• _GIVEN TEXT_
----------------------------------------

Devotion and a Prayer

by Rev. Vicki Joy McClure, MAPM, BCC

October 2008

Rev. Vicki Joy McClure

While I was away from the hospital, I received a page from a nurse who was wheeling an elderly woman patient in her bed to emergency surgery. The patient was asking for a Catholic priest to pray for her. The nurse wanted to oblige the patient, so had paged me for how to go about it.

The interview was difficult in that I had not met the patient and was squeezed by time to assess her need. Further, the situation was complicated by distance and the need to communicate with an elderly hard-of-hearing person by yelling over the telephone.

Because I was not a male, not Roman Catholic, and not physically present, I wasn’t at all confident that my ministry would be satisfactory to the patient. Still, I wanted to let her know that I was willing to try to meet her need. This was a challenge to my sphere of comfort, as a woman with deep roots as a Protestant, who appreciates order, who doesn’t like to rush, and who doesn’t like to talk on the phone, much less yell prayers over it!

The interview came after I heard the nurse and the patient’s daughter saying loudly to the patient, “The Chaplain is on the phone. Do you want to speak to the Chaplain?”

Artwork by Rev. Donna Belt

When the patient decided to talk with me, she said, “Hello, Father?” I was startled by hearing her expectation, frame of reference, and trusting innocence. It only took a second to respond by just being who I am. What was nice is that who I was met her need for a confident “parent” to say a prayer and help her remember the Love that had sustained her many times before.

----------------------------------------

• _ASSIGNED TASK 1_
Answer these questions about the chaplain's devotion:
(a) What was the patient asking for as she was wheeled to emergency surgery?
(b) What three reasons does the writer give for doubting that her ministry would satisfy the patient?
(c) What did the patient say when she decided to talk with the chaplain?
• _ASSIGNED TASK 2_
Extend the chaplain's devotion, picking up after its final sentence.
The entries after this point are separate material, unconnected to the chaplain's devotion.

----------------------------------------

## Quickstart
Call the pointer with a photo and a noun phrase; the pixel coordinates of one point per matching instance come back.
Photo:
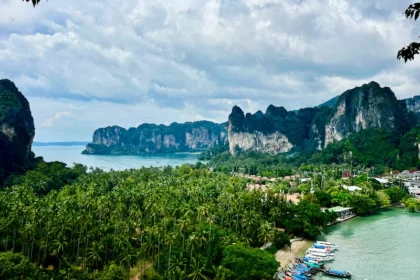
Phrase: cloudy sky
(88, 64)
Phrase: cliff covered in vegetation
(152, 139)
(17, 131)
(278, 130)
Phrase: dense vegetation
(378, 149)
(185, 221)
(16, 131)
(152, 138)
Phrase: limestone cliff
(368, 106)
(278, 130)
(17, 130)
(151, 138)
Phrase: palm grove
(189, 222)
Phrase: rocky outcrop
(413, 104)
(254, 132)
(368, 106)
(152, 139)
(17, 130)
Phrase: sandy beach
(298, 248)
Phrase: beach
(298, 248)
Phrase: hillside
(17, 131)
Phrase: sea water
(377, 247)
(73, 154)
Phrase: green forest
(188, 222)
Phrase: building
(413, 187)
(410, 175)
(352, 188)
(383, 181)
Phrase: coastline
(297, 249)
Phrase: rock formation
(17, 130)
(152, 139)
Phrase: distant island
(72, 143)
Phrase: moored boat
(319, 258)
(319, 246)
(329, 244)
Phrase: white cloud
(197, 56)
(57, 116)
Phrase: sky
(89, 64)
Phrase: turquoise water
(72, 154)
(378, 247)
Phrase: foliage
(408, 53)
(16, 133)
(395, 194)
(383, 199)
(363, 204)
(180, 219)
(241, 262)
(409, 149)
(113, 272)
(412, 204)
(15, 266)
(47, 176)
(281, 240)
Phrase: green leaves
(413, 11)
(408, 53)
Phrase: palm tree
(197, 271)
(265, 233)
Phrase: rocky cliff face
(17, 130)
(309, 129)
(413, 104)
(151, 138)
(368, 106)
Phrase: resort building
(352, 188)
(413, 187)
(410, 175)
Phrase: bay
(73, 154)
(377, 247)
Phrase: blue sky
(88, 64)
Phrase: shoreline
(297, 248)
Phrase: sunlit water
(72, 154)
(378, 247)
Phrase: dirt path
(298, 248)
(140, 273)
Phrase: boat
(312, 265)
(319, 246)
(336, 273)
(319, 257)
(310, 260)
(322, 255)
(332, 245)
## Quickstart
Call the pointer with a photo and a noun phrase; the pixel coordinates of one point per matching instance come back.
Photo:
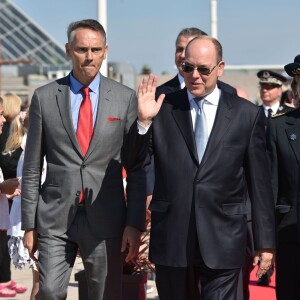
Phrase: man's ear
(67, 47)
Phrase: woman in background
(18, 253)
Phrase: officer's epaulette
(278, 115)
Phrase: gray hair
(87, 23)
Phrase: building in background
(30, 57)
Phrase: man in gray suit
(81, 205)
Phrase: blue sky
(144, 32)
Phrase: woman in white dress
(19, 254)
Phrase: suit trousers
(101, 258)
(288, 271)
(196, 282)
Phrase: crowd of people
(217, 175)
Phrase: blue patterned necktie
(201, 134)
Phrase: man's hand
(30, 242)
(9, 186)
(132, 240)
(148, 107)
(265, 257)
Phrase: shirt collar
(76, 86)
(181, 81)
(213, 98)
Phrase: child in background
(7, 286)
(19, 254)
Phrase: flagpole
(102, 18)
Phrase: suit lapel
(220, 127)
(293, 136)
(63, 102)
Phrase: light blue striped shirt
(77, 97)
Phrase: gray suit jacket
(51, 208)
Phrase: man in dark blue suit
(198, 207)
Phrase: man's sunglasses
(187, 68)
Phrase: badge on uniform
(292, 137)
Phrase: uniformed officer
(283, 142)
(270, 84)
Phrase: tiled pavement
(25, 277)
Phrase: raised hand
(148, 107)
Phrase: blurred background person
(19, 254)
(287, 98)
(7, 286)
(283, 142)
(11, 107)
(270, 87)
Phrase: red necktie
(85, 121)
(85, 126)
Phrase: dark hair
(190, 31)
(87, 23)
(218, 46)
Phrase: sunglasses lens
(187, 68)
(204, 71)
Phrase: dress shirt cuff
(143, 130)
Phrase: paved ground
(25, 277)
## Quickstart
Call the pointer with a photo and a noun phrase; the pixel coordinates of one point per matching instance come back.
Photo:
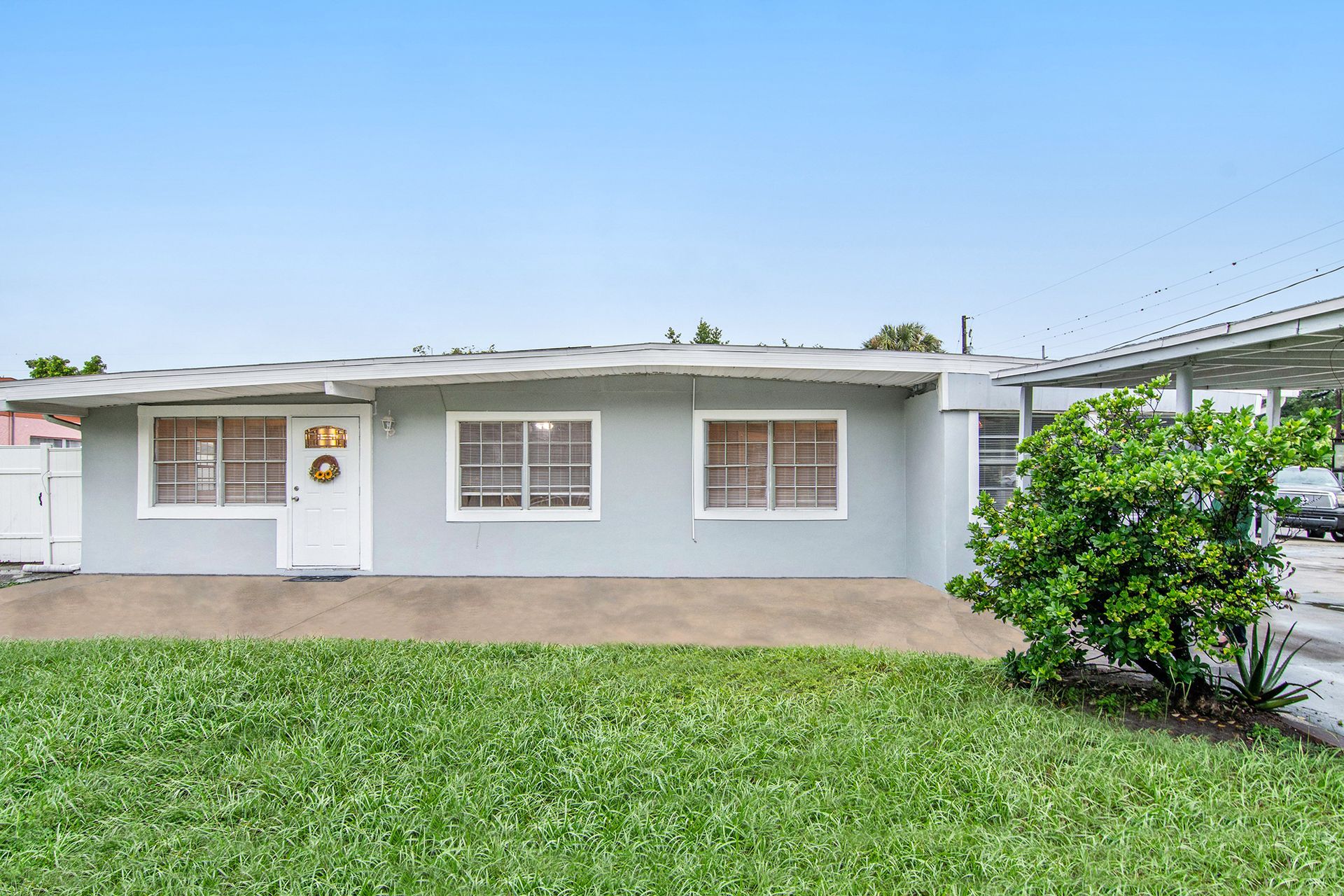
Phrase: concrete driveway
(1317, 582)
(876, 613)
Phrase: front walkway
(878, 613)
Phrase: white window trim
(147, 510)
(698, 434)
(457, 514)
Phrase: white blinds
(999, 451)
(219, 460)
(556, 456)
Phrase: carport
(1297, 348)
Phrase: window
(999, 451)
(523, 466)
(753, 465)
(219, 460)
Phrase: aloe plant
(1260, 678)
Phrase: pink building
(34, 429)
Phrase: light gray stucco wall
(645, 526)
(939, 489)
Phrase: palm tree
(905, 337)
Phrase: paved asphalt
(1317, 584)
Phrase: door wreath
(324, 469)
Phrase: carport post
(1184, 390)
(1025, 425)
(1273, 407)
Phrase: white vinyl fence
(39, 504)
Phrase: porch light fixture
(324, 437)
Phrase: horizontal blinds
(524, 464)
(999, 451)
(761, 465)
(736, 463)
(806, 464)
(219, 460)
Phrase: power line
(1180, 282)
(1175, 230)
(1164, 317)
(1227, 308)
(1167, 301)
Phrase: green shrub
(1133, 539)
(1260, 673)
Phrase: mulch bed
(1133, 700)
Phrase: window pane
(736, 457)
(999, 453)
(185, 460)
(806, 456)
(248, 445)
(559, 456)
(489, 464)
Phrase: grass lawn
(375, 767)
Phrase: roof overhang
(358, 379)
(1296, 348)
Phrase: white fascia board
(349, 390)
(314, 377)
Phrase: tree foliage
(57, 365)
(705, 335)
(456, 349)
(905, 337)
(1133, 538)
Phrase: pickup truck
(1320, 501)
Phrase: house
(648, 460)
(36, 429)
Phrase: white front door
(324, 512)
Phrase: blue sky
(187, 184)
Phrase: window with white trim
(769, 464)
(523, 465)
(219, 461)
(999, 451)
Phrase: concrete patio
(876, 613)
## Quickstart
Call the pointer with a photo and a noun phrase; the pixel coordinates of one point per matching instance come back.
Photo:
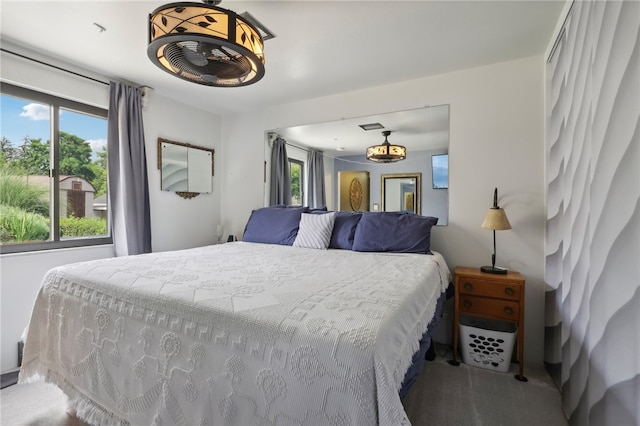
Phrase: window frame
(56, 103)
(302, 191)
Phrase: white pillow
(315, 230)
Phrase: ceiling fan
(206, 44)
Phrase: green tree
(75, 156)
(34, 156)
(99, 168)
(7, 152)
(295, 171)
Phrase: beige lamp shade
(496, 219)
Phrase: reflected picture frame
(440, 171)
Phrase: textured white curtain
(592, 277)
(280, 193)
(317, 197)
(127, 165)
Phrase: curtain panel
(128, 184)
(280, 179)
(317, 198)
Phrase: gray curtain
(317, 197)
(127, 165)
(280, 180)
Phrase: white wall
(175, 222)
(496, 140)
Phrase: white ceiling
(321, 47)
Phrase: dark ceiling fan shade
(205, 44)
(386, 152)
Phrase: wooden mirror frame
(184, 194)
(417, 207)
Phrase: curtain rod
(275, 135)
(54, 66)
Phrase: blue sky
(20, 118)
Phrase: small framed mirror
(185, 169)
(401, 192)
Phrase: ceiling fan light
(386, 152)
(205, 44)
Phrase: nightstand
(493, 296)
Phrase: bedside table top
(477, 273)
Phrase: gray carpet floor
(443, 395)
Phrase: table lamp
(496, 220)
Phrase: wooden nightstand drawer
(495, 308)
(491, 296)
(503, 290)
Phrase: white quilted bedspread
(235, 334)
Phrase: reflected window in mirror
(296, 175)
(423, 131)
(440, 171)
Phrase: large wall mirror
(185, 169)
(423, 131)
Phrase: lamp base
(493, 270)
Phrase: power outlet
(20, 352)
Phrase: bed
(240, 333)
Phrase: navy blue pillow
(344, 230)
(273, 225)
(394, 232)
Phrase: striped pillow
(315, 230)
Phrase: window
(53, 172)
(296, 174)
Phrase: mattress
(235, 334)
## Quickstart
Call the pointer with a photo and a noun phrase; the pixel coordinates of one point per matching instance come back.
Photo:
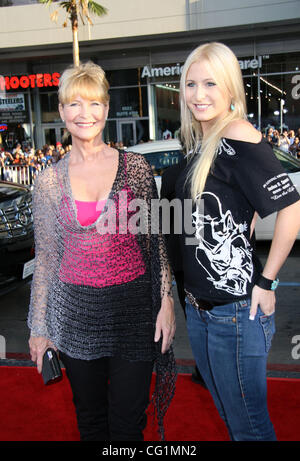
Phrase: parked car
(16, 236)
(161, 154)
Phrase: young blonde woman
(100, 293)
(231, 175)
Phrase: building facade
(142, 49)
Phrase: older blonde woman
(231, 175)
(100, 295)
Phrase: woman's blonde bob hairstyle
(87, 80)
(226, 72)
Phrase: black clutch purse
(51, 370)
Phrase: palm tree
(75, 9)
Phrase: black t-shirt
(221, 263)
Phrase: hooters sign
(29, 81)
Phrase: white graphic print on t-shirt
(223, 250)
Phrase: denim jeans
(231, 353)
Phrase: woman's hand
(165, 323)
(265, 299)
(38, 346)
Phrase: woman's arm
(143, 183)
(286, 229)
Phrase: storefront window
(49, 107)
(168, 112)
(123, 77)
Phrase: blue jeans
(231, 353)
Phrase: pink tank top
(93, 259)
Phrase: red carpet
(30, 411)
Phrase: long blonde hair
(87, 79)
(227, 74)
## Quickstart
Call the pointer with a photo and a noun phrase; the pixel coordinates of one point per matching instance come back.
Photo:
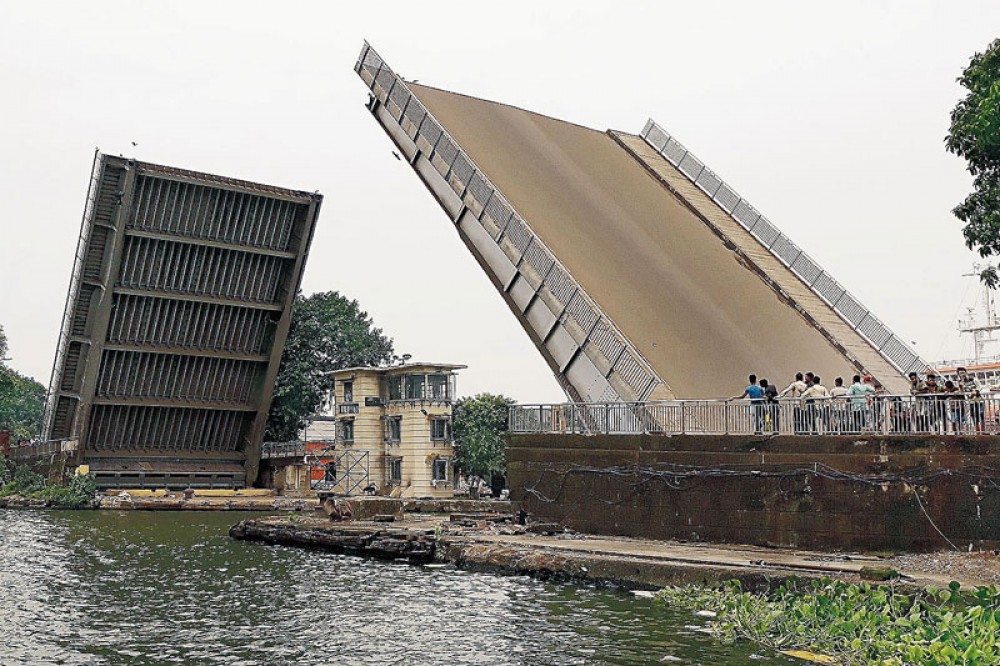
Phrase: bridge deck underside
(698, 314)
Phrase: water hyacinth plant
(856, 623)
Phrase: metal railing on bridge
(940, 413)
(41, 450)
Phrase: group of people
(865, 405)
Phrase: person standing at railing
(977, 411)
(756, 395)
(935, 404)
(817, 415)
(954, 408)
(771, 405)
(860, 395)
(838, 406)
(967, 384)
(795, 390)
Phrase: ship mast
(981, 330)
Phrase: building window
(393, 428)
(438, 387)
(440, 470)
(414, 387)
(395, 470)
(394, 388)
(439, 429)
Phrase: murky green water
(172, 588)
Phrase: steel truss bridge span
(176, 315)
(632, 281)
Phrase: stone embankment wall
(893, 493)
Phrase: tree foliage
(22, 399)
(328, 332)
(479, 423)
(975, 135)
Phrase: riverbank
(626, 562)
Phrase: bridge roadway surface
(699, 297)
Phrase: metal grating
(581, 312)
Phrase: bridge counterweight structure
(177, 312)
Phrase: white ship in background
(983, 325)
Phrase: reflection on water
(172, 588)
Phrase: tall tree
(328, 332)
(22, 399)
(975, 135)
(478, 424)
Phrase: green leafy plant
(24, 482)
(478, 424)
(975, 135)
(328, 332)
(856, 623)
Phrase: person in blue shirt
(756, 394)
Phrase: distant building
(391, 430)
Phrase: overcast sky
(830, 121)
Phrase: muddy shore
(629, 563)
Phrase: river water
(131, 587)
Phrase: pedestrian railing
(41, 450)
(882, 414)
(283, 450)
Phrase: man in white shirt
(795, 390)
(816, 414)
(838, 406)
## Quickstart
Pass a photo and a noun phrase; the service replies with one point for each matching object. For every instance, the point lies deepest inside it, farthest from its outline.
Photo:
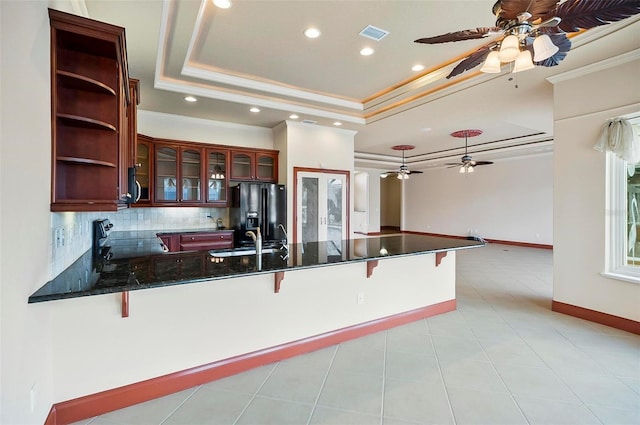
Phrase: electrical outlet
(32, 397)
(59, 236)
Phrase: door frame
(346, 174)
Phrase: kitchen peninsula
(139, 262)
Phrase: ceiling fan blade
(469, 34)
(564, 45)
(510, 9)
(580, 14)
(473, 60)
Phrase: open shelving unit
(89, 94)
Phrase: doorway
(321, 206)
(390, 204)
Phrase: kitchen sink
(239, 252)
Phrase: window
(623, 238)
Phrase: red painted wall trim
(525, 244)
(597, 317)
(92, 405)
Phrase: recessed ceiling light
(367, 51)
(312, 32)
(222, 4)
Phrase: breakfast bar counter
(146, 266)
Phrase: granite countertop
(146, 269)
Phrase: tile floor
(502, 358)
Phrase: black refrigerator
(258, 205)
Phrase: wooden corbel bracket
(125, 304)
(277, 277)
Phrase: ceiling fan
(466, 163)
(403, 172)
(533, 32)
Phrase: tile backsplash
(71, 232)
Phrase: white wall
(391, 207)
(312, 146)
(580, 188)
(510, 200)
(371, 219)
(25, 164)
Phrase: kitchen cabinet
(144, 168)
(254, 165)
(195, 241)
(217, 166)
(178, 174)
(89, 97)
(206, 240)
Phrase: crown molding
(595, 67)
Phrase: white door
(322, 208)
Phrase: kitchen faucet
(285, 242)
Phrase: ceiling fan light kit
(403, 172)
(467, 164)
(543, 48)
(537, 27)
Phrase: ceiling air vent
(374, 33)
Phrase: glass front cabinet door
(217, 176)
(178, 183)
(166, 174)
(190, 175)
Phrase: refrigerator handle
(265, 212)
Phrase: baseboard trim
(596, 316)
(74, 410)
(498, 241)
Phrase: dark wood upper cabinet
(144, 169)
(180, 173)
(217, 176)
(89, 96)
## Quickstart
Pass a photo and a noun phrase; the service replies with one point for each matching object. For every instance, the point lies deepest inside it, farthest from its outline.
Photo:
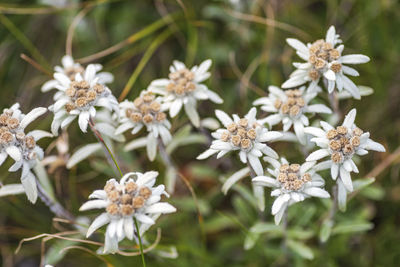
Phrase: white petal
(354, 59)
(317, 155)
(346, 179)
(97, 223)
(31, 116)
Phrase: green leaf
(325, 231)
(300, 249)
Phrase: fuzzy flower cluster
(245, 135)
(70, 68)
(292, 183)
(145, 111)
(134, 197)
(183, 88)
(290, 107)
(79, 98)
(21, 146)
(341, 144)
(324, 61)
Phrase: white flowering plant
(261, 167)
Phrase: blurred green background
(246, 41)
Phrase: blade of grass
(130, 40)
(24, 41)
(146, 57)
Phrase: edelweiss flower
(145, 111)
(21, 147)
(246, 135)
(325, 60)
(130, 198)
(70, 69)
(341, 143)
(79, 98)
(184, 88)
(290, 106)
(292, 183)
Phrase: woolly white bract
(292, 183)
(70, 68)
(183, 88)
(134, 196)
(21, 147)
(145, 111)
(79, 98)
(325, 61)
(290, 107)
(341, 144)
(245, 135)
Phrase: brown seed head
(69, 107)
(284, 168)
(81, 101)
(355, 141)
(252, 134)
(30, 142)
(294, 167)
(148, 118)
(131, 187)
(341, 129)
(113, 195)
(126, 199)
(225, 136)
(245, 143)
(137, 202)
(112, 209)
(294, 110)
(136, 117)
(357, 131)
(277, 103)
(12, 123)
(335, 145)
(232, 127)
(145, 192)
(236, 140)
(109, 186)
(98, 88)
(70, 92)
(314, 74)
(331, 134)
(126, 210)
(243, 122)
(336, 67)
(336, 157)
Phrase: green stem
(140, 242)
(101, 140)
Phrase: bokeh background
(246, 41)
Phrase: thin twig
(53, 205)
(72, 27)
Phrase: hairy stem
(109, 155)
(114, 162)
(53, 205)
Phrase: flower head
(145, 111)
(21, 147)
(245, 135)
(325, 61)
(78, 98)
(290, 107)
(341, 144)
(291, 183)
(183, 88)
(134, 196)
(70, 68)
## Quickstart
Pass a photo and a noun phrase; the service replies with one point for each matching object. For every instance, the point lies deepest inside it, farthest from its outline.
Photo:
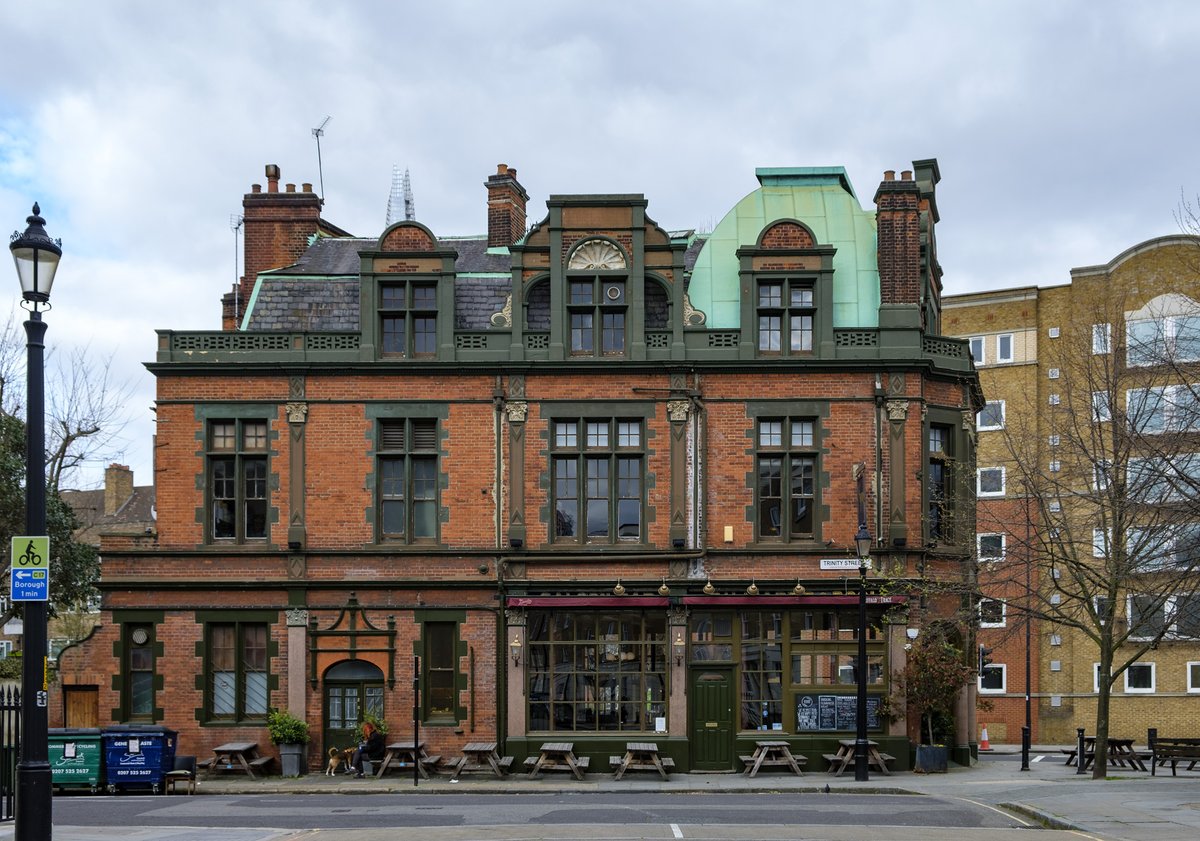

----------------------------------------

• _TASK ANSWER 1_
(a) A Catholic priest to pray for her.
(b) She was not a male, not Roman Catholic, and not physically present.
(c) "Hello, Father?"

• _TASK ANSWER 2_
“Well, I’m not a father. But I am a mother. We don’t have a Catholic priest on staff, but they commend our work. May I say a prayer with you?”

I was pleasantly surprised to hear her accept my ministry. I began to pray off the top of my head because I didn’t have a Catholic prayer book nearby, nor time to get one. However, she couldn’t hear me because of the noise in the hall. Apparently, she was serious about having her request for prayer met, because this frail old woman let loose on those standing by. She yelled to everyone, “Be quiet! Hush up! The chaplain is trying to pray and I can’t hear a thing!”

Her calling out to the others stopped my praying and jerked me into seeing that my prayer was one prayed as a Protestant. “Be Quiet! The Chaplain is TRYING to pray!” Her call for quiet jolted me, as I realized that my prayer seemed inauthentic—even to me. I had begun to minister out of my frame of reference, not hers.

As I shifted into “Interfaith Chaplain mode,” I realized, as The Lord’s Prayer popped into my mind, how fitting and meaningful it might be. Since it is my desire to engage “my clients” in the strength of their own faith and not to impose my own agenda, the idea of saying the Lord’s Prayer together seemed rich with the possibility of help for her. Perhaps she would even participate with me.

As I started to pray aloud, I heard her frail voice join me. At the “Amen,” she seemed relieved, grateful, and ready for what might lie ahead.

What happened to me afterward, though, seems just as significant, as I became aware of the gift this dear lady had given me. I was reflecting on how quickly she accepted my desire to be of service to her. She “ordained” my ministry immediately. At first I couldn’t understand why, since she had so expected to hear the deep male voice of a priest as a response to her need.

It was only when I wrote a verbatim of the interview that a deeper meaning behind her ordination of my ministry dawned on me. In the Catholic Church, “I am a mother and I would like to pray for you,” is rich in significance and purpose. Mary holds the very powerful position of a mother who prays. “Holy Mary… Full of Grace… Mother of God… Pray for us now…”

Without even knowing it, in her time of need this elderly patient encouraged me to serve authentically, out of who I am as a woman and mother, as well as from what we shared in common: devotion and a prayer.